* _Exercise instructions_: Your task is to quote the material that follows, in full and exactly.

* _Record extracts_:
## Start

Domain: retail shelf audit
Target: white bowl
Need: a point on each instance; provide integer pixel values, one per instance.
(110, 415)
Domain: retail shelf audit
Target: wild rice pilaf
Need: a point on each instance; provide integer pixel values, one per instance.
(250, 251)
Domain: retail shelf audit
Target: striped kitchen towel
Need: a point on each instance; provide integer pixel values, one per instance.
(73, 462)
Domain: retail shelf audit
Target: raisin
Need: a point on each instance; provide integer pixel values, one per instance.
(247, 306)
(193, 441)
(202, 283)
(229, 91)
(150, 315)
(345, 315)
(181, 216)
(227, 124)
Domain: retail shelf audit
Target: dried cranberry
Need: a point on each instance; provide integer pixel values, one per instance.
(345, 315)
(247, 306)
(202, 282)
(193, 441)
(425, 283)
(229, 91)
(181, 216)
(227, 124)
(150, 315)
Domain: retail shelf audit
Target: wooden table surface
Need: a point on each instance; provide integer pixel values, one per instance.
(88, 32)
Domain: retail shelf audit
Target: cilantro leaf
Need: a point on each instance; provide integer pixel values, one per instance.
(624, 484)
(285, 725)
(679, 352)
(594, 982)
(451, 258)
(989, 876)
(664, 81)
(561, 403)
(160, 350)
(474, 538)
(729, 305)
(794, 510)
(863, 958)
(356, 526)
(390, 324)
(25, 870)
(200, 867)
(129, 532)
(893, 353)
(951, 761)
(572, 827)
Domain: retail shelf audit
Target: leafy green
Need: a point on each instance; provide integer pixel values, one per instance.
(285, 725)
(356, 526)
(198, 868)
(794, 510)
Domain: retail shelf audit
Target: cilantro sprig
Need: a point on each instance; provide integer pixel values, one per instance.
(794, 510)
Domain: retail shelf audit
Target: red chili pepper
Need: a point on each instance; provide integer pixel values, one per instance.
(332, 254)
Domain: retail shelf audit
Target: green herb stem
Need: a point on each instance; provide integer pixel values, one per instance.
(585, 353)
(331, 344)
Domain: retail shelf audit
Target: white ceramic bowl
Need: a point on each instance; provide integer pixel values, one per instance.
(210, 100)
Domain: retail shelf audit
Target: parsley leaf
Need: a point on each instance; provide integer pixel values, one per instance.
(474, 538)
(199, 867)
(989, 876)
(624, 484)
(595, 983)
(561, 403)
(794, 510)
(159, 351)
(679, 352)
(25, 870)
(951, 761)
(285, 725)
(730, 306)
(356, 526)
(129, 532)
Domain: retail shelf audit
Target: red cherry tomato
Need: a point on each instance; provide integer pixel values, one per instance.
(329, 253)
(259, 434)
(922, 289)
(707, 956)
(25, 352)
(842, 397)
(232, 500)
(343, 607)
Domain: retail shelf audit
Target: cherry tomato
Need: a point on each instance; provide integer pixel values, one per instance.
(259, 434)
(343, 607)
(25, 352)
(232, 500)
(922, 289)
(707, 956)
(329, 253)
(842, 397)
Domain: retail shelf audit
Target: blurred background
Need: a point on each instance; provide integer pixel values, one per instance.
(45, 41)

## End

* _Answer to this problem_:
Domain: retail shelf audit
Target: white bowl
Need: a point on each instance; provide integer pixel values, one per instance.
(110, 415)
Domain: retail shelf audit
Target: wild rice pilaf
Need: a point on each instance; provide integer pixel values, one per instance.
(250, 251)
Domain: retail shelf audit
Target: striped kitchen towel
Need: a point on each instance; provide integer pixel values, one per instance.
(73, 462)
Domain: retail shelf audit
Target: raisin
Need: a point on each instance; provide integer pixel values, one per instance.
(247, 306)
(193, 441)
(202, 283)
(229, 91)
(150, 315)
(345, 315)
(181, 216)
(227, 124)
Domain: retail shelf audit
Target: dried cranberry
Need: a point on each instance; provide integer pixel values, one per instance.
(345, 315)
(247, 306)
(202, 282)
(193, 441)
(425, 283)
(229, 91)
(181, 216)
(227, 124)
(150, 315)
Domain: retail shelf audit
Target: wooden table surface
Need: a point on each instance; provide integer pixel values, one per instance.
(88, 32)
Domain: retail shelf audit
Target: cilantro leaf
Need: a point on each instance; provide integer pixel values, one per instance.
(624, 484)
(285, 725)
(679, 352)
(594, 982)
(451, 258)
(989, 876)
(664, 81)
(561, 403)
(160, 350)
(474, 538)
(729, 305)
(794, 510)
(863, 958)
(356, 526)
(390, 324)
(25, 870)
(200, 867)
(129, 532)
(893, 353)
(951, 761)
(572, 827)
Domain: retail shelf audit
Target: leafy green
Need: a point on each instance; provide integer pixel values, one per instance.
(285, 725)
(356, 526)
(198, 868)
(794, 510)
Domain: retail shelf audit
Target: cilantro sprig
Need: a point on each instance; provide integer pixel values, one per instance.
(794, 510)
Domain: retail shelf audit
Target: red chili pepper
Need: a point on each instance; provide integer pixel values, one per instance.
(332, 254)
Domain: retail shelf audit
Target: green herb stem
Need: a point on each instance; provide integer pixel values, one per instance.
(585, 353)
(331, 344)
Domain: retail shelf audit
Target: white ceramic bowl
Need: a point on each instance; provide integer pixel values, one per instance.
(210, 100)
Domain: retail shelf audit
Target: parsley leaf
Need: a point on each instance; provide integer pixel values, one per instance.
(474, 538)
(199, 867)
(989, 876)
(624, 484)
(595, 983)
(561, 403)
(794, 510)
(159, 351)
(679, 352)
(25, 870)
(951, 761)
(285, 725)
(730, 306)
(356, 526)
(129, 532)
Domain: retail shelf audit
Target: red cherry tomato
Need: a point on each instance; provide integer pixel values, one per instance.
(329, 253)
(259, 434)
(922, 289)
(707, 956)
(25, 352)
(842, 397)
(232, 500)
(343, 607)
Domain: retail shelf audit
Target: cherry tomato
Need: a point on each instance; provide integer pixel values, one per instance.
(259, 434)
(343, 607)
(25, 352)
(232, 500)
(922, 289)
(707, 956)
(329, 253)
(842, 397)
Domain: retail shelf audit
Target: blurred background
Need: a point on each instance; provide integer pixel values, one per instance.
(45, 41)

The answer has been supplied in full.